### Provided records

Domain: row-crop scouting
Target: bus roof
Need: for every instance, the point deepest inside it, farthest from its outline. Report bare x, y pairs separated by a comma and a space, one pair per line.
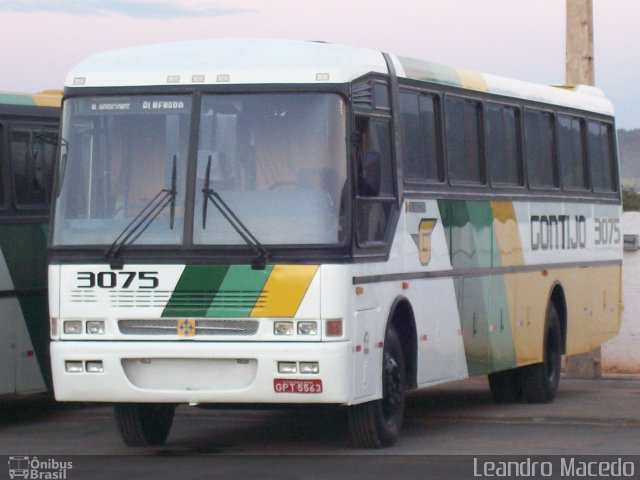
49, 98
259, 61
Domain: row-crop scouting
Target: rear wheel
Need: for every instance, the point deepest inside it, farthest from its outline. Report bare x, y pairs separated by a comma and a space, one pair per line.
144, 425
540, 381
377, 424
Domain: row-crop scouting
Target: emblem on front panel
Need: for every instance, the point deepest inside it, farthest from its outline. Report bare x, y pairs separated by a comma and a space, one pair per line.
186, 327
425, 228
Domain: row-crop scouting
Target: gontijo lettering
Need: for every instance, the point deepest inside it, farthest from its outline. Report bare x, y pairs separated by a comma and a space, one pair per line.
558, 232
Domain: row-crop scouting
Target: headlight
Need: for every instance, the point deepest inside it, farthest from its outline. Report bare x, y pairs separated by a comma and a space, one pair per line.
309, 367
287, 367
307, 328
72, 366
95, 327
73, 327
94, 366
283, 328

######

* _Written exercise_
Restate the full listing verbatim and drop every picture.

* _Complete response_
Domain: row-crop scouting
Target: bus roof
Need: for every instance, the point deepest inside it, farthest from its outline. Report bare x, y pairs separated by a comma and a space, one pair per line.
49, 98
259, 61
Domain: row-crop scouting
Target: rear wheel
Need: for every instance, the point deepest inside it, farthest from its outline. Report bare x, y pairs separated by a comma and a space, one pair per line.
144, 425
540, 381
377, 424
Domain: row-crop scouting
Target: emblem on front panel
Need: for every instance, the point deepest inside it, farthest from its outline. Report bare x, y pairs separated by a comma and a space, one pair per line.
186, 327
425, 228
Domain: row-crop scouting
Target: gontijo lettering
Need: for every instance, the point deepest inside it, farthest from its outline. Report bare x, y pairs separated by a comma and a space, one pair per line.
558, 232
Domain: row-crop scouting
Target: headlight
Need: for every instance, the point deepest inside it, farthest from its outline. Report bare x, y pairs separated by a comma and a space, one pair per line.
309, 367
287, 367
307, 328
72, 366
95, 327
73, 327
94, 366
283, 328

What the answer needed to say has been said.